> _PROVIDED PASSAGE_
###
- Directed by: Abeer Zeibak Haddad
- Written by: Abeer Zeibak Haddad
- Produced by: Suheil Haddad
- Release date: 2011;
- Running time: 51 minutes
- Country: Israel
- Language: Arabic

= Duma (2011 film) =

Duma ("Dolls" in Arabic) is a 2011 Israeli documentary about sexual violence against Arab women in Palestinian and Arabian society. The film was written and directed by Abeer Zeibak Haddad and produced by her husband Suheil Haddad. It was the first film by a female Arabic speaker to confront the taboo of sexual violence against Arab women, who are frequently forced into silence to preserve their family’s honor. The film chronicles the stories of five women who experienced sexual abuse as young girls, some of them being victimized by their own family members. The documentary was supported by the Israeli Authority for TV and Film, the New Foundation for Cinema and TV and the Green House project.
###
(Stored dataset listing)
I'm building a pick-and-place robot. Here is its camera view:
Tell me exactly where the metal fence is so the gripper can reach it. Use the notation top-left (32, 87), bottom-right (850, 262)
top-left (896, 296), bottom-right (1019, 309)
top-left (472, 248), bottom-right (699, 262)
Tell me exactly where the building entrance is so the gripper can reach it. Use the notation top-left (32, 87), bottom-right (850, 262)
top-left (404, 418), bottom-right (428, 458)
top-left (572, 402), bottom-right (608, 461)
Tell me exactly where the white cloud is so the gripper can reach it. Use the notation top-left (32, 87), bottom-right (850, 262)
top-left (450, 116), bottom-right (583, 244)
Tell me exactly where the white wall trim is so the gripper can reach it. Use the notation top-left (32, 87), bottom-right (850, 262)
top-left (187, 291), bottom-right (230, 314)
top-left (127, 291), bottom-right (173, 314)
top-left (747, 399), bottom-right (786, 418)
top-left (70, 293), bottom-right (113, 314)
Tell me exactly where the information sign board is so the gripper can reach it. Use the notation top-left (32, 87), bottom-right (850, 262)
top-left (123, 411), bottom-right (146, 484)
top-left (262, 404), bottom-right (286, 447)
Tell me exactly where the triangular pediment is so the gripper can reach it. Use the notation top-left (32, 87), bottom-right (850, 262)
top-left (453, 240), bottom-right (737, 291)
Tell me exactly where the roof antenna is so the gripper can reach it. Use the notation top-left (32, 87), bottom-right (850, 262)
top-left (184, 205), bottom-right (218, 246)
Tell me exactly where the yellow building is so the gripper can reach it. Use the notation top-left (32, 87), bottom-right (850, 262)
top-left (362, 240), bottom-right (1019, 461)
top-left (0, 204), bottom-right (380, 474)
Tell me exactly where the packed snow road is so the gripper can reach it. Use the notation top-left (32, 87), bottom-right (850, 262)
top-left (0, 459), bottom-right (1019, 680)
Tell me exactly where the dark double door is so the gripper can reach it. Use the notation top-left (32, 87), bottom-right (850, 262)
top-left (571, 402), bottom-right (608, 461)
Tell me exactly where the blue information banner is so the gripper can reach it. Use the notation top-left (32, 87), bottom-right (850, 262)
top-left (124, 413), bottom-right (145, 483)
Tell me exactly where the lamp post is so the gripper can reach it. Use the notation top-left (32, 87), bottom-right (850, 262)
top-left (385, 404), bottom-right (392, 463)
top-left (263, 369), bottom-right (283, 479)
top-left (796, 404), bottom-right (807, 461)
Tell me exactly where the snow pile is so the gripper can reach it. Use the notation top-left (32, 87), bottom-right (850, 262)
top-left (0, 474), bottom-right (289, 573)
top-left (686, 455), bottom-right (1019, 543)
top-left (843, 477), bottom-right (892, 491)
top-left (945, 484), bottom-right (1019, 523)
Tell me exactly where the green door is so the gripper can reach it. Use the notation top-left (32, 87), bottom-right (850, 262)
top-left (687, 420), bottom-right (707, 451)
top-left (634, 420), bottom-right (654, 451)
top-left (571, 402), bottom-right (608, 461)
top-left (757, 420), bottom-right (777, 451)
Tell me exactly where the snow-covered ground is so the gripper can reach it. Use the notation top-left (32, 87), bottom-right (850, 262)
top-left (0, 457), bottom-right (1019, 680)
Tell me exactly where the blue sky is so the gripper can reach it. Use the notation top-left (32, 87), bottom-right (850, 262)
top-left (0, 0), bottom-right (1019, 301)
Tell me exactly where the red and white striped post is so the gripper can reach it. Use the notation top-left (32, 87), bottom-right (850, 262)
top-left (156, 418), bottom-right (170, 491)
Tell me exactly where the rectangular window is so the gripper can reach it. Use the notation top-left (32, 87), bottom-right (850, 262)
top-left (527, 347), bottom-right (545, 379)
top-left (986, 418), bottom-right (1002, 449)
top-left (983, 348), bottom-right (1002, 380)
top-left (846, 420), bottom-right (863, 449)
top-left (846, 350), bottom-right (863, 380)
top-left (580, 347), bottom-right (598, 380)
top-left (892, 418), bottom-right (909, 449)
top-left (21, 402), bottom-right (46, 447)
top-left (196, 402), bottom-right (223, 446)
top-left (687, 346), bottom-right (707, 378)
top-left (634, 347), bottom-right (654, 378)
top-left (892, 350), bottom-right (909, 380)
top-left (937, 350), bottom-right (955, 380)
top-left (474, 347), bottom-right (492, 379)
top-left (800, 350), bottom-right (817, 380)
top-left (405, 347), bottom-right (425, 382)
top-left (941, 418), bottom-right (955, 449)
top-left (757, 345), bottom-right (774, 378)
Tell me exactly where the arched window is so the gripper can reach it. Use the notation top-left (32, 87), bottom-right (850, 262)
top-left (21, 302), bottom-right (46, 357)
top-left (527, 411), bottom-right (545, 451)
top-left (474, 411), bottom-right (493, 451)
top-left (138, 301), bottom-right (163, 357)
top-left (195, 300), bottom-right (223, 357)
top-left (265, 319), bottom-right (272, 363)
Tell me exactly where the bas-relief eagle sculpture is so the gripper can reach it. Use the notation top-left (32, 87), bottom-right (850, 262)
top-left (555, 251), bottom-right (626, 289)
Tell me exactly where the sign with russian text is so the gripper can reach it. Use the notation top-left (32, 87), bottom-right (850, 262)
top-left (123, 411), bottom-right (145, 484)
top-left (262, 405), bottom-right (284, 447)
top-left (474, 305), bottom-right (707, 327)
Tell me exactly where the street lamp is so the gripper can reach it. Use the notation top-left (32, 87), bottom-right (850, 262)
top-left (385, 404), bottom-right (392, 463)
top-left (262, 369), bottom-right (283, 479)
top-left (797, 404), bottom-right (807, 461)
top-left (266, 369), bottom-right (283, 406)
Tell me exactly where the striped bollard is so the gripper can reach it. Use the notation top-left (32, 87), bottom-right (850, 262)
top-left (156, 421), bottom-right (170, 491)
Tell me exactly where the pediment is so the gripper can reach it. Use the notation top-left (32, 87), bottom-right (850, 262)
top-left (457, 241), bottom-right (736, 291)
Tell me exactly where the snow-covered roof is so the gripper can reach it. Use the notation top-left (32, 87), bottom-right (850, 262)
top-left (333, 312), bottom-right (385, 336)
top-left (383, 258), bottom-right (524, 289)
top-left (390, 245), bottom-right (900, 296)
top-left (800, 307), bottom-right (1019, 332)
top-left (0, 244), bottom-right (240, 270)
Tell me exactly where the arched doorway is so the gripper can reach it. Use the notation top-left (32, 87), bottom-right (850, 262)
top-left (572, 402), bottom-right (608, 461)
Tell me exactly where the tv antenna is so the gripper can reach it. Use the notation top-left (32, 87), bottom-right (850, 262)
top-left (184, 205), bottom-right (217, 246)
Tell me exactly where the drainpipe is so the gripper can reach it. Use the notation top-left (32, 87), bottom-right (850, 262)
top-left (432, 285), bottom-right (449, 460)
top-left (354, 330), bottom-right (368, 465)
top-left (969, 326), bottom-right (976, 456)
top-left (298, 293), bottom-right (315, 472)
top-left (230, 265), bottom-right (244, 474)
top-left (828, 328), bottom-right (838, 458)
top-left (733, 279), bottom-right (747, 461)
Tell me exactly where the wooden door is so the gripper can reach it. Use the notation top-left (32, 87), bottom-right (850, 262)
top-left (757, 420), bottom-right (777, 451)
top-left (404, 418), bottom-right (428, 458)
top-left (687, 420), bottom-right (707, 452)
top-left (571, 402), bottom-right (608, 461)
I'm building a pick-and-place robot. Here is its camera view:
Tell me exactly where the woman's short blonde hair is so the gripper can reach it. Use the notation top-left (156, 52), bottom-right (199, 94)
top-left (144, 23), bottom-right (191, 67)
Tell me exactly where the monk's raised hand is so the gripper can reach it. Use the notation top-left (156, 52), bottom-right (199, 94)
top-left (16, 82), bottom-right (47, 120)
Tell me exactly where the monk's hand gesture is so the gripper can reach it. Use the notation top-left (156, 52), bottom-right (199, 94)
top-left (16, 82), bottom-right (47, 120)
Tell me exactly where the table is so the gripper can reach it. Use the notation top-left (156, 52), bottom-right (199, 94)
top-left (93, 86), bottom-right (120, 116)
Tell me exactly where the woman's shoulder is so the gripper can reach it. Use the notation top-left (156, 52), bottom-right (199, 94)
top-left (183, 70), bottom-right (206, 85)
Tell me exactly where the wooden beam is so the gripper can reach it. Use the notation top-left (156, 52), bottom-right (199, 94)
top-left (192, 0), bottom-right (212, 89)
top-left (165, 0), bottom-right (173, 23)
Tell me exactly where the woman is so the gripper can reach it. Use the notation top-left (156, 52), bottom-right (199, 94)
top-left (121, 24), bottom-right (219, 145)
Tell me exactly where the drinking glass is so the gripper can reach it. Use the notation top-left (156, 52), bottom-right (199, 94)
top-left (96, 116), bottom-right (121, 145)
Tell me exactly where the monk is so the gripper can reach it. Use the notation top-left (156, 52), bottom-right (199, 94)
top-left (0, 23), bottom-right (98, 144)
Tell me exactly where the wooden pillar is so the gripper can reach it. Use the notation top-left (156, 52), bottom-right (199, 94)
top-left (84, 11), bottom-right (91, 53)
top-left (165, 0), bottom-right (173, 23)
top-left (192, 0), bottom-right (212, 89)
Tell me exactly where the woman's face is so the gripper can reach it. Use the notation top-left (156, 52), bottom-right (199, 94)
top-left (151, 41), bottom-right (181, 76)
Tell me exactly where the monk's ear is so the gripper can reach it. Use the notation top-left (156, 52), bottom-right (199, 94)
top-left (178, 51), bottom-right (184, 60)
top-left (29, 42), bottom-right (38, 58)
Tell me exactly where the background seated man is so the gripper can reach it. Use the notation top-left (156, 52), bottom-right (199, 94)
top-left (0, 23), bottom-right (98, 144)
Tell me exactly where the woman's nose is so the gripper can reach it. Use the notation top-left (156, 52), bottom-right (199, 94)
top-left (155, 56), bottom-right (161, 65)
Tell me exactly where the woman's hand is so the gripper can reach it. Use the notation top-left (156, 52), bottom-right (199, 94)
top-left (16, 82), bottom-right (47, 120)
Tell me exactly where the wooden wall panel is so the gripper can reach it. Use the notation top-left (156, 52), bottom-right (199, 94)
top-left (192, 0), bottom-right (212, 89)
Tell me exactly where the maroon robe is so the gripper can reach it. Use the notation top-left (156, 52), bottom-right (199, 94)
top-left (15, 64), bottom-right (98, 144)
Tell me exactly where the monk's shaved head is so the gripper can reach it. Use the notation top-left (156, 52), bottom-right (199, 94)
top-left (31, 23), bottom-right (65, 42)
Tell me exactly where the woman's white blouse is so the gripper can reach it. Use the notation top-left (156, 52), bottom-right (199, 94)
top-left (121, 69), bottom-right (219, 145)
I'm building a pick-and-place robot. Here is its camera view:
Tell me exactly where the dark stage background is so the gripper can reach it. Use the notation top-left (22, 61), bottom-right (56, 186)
###
> _DO THIS_
Answer these from the Duma film entry:
1. What is the film's running time?
2. Who produced the film?
3. How many women's stories does the film chronicle?
This listing was drawn from a separate source.

> _RESULT_
1. 51 minutes
2. Suheil Haddad
3. Five